■ Exercise brief ■
Locate each line in the material below that contains the string "orange", matching case exactly, and copy those lines out in full.

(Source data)
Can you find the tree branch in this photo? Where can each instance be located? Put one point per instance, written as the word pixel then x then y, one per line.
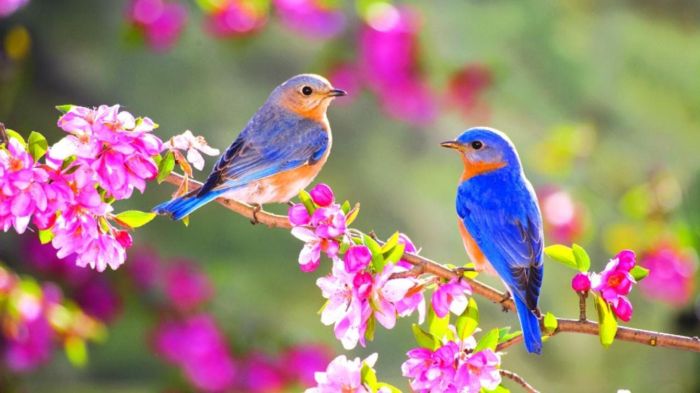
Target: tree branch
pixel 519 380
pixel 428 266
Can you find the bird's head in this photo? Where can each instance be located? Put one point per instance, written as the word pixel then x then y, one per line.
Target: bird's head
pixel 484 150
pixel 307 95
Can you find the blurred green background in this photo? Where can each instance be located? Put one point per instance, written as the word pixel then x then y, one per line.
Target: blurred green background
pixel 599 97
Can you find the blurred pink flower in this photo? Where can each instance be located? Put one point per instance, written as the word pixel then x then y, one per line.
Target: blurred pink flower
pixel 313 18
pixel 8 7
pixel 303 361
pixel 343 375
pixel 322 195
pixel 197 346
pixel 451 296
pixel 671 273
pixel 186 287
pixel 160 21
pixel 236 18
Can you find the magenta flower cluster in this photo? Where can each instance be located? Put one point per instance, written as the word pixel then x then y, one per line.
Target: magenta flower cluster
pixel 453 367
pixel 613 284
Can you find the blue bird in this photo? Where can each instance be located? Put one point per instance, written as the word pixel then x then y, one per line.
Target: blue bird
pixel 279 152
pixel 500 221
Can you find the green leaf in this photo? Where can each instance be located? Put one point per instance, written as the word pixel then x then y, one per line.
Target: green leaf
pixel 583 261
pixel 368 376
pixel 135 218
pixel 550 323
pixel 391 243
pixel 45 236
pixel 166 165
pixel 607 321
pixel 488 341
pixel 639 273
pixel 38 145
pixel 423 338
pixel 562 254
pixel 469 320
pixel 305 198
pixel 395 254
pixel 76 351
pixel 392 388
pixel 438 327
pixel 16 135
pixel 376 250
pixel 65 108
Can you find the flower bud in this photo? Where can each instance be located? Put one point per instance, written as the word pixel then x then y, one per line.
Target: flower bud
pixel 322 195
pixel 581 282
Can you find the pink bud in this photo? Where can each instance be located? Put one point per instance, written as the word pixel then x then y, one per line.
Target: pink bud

---

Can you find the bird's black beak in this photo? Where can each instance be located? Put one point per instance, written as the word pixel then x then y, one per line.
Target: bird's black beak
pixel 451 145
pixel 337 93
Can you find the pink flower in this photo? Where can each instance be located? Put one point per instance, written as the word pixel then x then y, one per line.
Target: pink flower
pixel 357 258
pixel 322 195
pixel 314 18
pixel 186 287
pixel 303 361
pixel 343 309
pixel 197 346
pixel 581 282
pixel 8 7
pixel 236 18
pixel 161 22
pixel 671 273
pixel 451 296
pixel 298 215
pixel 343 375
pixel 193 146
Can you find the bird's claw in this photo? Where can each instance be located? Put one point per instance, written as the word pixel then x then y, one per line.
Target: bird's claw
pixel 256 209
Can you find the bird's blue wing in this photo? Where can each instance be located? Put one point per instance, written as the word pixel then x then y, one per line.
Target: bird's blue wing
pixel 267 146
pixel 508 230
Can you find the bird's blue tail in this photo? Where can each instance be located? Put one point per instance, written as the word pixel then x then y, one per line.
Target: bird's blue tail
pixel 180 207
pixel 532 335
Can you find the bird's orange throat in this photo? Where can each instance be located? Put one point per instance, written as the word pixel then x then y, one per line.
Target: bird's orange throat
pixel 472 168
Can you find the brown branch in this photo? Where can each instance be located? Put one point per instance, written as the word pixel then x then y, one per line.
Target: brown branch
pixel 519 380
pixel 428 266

■ Exercise output ■
Can you find the bird's orange throat in this photo? Where can each instance be located? Put one point per instance, written as the word pixel then x then y, one per line.
Target: bird's orange throat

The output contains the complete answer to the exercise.